EXERCISE MATERIAL =

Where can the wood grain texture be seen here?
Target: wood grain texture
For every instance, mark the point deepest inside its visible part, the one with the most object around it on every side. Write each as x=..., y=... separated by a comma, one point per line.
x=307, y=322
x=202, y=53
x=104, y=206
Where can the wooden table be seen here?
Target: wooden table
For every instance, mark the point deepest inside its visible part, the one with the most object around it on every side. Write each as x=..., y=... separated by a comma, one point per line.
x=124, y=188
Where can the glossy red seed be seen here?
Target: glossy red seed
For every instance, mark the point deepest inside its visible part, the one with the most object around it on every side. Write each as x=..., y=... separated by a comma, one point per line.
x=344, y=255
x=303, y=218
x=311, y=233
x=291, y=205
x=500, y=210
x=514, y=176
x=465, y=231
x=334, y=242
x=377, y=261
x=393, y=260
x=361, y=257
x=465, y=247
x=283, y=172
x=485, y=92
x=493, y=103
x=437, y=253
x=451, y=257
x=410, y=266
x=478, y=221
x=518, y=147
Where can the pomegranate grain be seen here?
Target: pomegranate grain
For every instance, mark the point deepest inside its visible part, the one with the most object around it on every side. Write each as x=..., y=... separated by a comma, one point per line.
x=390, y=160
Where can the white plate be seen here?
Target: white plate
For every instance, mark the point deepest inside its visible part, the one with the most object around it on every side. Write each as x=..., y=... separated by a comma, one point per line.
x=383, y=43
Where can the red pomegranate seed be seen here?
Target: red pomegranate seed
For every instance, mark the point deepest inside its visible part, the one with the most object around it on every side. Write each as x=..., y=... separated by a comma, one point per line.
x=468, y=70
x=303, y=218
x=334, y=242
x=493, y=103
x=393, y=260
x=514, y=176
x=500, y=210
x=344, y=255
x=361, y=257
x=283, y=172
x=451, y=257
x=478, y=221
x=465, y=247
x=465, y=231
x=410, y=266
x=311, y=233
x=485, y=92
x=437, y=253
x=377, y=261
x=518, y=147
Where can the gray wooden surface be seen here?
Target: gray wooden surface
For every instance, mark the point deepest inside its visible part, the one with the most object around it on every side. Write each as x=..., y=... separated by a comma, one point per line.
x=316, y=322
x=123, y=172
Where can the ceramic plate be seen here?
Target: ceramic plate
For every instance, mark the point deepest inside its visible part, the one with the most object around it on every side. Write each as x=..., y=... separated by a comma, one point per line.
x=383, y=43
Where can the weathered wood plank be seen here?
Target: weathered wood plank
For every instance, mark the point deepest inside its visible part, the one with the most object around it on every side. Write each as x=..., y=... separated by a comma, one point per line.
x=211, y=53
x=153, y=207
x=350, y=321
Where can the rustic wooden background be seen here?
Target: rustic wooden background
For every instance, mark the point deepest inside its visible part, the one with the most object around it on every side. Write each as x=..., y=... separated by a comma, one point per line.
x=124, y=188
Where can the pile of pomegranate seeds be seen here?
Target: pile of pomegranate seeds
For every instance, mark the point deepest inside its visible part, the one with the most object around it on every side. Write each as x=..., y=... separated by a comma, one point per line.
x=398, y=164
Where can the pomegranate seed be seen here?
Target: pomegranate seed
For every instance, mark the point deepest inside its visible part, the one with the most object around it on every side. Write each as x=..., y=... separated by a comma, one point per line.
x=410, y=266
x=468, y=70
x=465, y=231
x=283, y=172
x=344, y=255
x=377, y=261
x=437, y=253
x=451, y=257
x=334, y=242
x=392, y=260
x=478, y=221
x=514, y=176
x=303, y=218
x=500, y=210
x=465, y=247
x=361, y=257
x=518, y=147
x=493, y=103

TRY IT = Throughout the material above, find each line with "pomegranate" and return it.

RESULT OF THE EXERCISE =
Where can the pomegranate grain be seen here?
Target: pomegranate grain
Where can the red pomegranate seed be seen here?
Target: red pomegranate seed
Where can the pile of pomegranate seeds be seen here?
Target: pile of pomegranate seeds
Where can the pomegranate seed be seen here?
Target: pomegranate seed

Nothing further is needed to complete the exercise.